• To do: Reproduce word for word the portion of the entries that opens with the line containing "Every <instance> block" and closes with the line containing "box: [398, 84, 477, 494]", including both of those lines.

• Records to use:
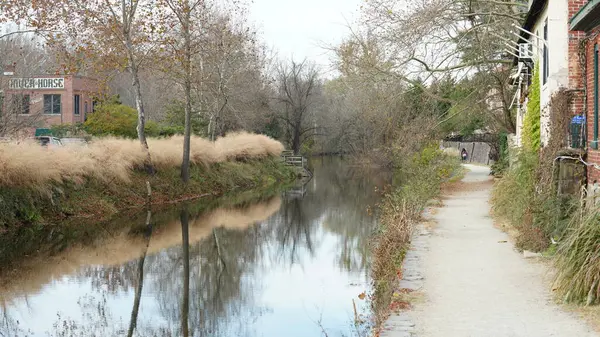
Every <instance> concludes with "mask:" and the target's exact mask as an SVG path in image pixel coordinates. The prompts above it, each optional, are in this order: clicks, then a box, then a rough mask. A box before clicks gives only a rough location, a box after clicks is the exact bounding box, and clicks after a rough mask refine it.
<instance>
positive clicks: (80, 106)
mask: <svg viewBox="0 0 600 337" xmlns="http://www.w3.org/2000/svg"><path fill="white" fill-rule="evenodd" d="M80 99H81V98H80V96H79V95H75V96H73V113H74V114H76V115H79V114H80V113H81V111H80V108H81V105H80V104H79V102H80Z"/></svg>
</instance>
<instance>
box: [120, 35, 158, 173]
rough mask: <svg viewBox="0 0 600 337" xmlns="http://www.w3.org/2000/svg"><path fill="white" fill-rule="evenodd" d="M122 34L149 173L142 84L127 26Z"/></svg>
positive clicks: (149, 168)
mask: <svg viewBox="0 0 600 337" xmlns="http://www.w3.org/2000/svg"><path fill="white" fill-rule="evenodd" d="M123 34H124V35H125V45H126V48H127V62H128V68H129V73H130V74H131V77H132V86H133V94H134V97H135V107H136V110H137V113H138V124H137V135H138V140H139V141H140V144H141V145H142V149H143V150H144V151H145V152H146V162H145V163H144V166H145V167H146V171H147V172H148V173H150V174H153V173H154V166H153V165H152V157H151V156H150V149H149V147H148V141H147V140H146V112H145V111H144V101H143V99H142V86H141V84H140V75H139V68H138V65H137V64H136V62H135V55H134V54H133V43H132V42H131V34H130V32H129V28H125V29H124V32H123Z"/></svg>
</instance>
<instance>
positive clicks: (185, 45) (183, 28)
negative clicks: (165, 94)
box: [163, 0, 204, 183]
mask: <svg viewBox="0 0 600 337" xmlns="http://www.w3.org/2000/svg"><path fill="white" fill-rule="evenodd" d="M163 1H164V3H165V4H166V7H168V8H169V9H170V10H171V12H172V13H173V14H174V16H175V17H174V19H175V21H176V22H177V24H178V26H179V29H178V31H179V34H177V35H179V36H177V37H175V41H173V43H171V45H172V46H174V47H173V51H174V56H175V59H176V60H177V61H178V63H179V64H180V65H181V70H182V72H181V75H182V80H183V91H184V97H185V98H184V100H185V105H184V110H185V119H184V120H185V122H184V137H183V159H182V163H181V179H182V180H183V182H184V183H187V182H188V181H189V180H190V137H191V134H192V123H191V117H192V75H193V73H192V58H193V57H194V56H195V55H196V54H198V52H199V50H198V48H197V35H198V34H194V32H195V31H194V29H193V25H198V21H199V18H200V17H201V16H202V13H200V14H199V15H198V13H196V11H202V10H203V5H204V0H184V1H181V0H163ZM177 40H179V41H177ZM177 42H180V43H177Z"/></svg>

...

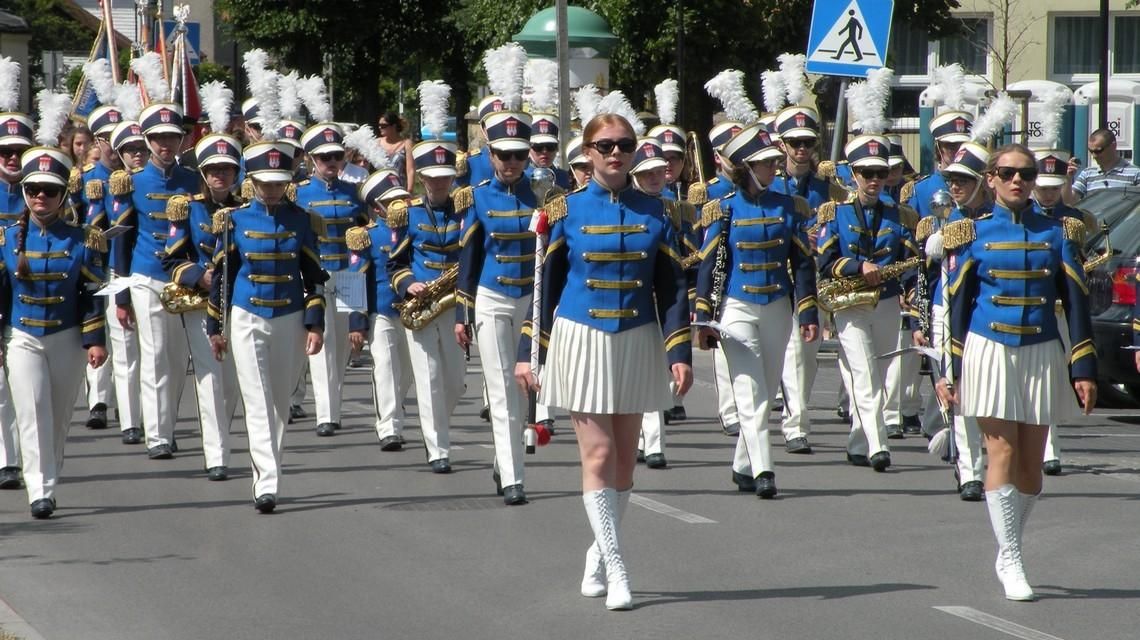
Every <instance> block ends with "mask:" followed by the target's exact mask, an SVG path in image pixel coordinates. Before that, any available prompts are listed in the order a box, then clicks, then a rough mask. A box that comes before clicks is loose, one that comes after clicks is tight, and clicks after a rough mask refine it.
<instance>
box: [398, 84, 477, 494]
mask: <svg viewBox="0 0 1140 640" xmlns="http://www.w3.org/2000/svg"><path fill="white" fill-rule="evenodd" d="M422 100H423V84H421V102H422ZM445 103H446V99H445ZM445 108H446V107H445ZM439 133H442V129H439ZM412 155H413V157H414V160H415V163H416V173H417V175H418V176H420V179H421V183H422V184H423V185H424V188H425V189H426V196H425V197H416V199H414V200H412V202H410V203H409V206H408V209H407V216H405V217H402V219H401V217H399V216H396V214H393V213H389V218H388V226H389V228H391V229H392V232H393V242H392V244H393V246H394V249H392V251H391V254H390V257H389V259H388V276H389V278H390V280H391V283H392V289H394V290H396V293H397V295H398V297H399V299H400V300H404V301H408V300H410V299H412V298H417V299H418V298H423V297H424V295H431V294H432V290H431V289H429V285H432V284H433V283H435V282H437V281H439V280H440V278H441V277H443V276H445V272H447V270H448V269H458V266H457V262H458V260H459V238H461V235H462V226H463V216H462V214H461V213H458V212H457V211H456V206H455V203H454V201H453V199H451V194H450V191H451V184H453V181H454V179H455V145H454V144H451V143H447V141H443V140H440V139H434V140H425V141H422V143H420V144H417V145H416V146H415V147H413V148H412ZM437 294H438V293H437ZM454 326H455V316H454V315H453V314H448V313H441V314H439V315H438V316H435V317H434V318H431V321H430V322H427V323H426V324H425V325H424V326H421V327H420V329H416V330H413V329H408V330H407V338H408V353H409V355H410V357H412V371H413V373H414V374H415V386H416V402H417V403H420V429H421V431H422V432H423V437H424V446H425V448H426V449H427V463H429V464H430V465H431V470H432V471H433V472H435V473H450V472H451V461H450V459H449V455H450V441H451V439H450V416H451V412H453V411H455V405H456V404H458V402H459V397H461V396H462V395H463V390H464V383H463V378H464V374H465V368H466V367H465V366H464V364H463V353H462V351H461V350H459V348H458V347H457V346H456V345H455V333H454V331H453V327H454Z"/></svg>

• Solution to the exercise:
Every <instance> block ends with "mask:" followed by the target's exact mask, an SVG path in image pixel coordinates. Before that, any available prompts are listed in the order a box, then clicks, then a rough mask. A box that comes before clicks is loose, one that comes after clicks is tight, and clicks after a rough mask refine it.
<instance>
box: [398, 84, 477, 494]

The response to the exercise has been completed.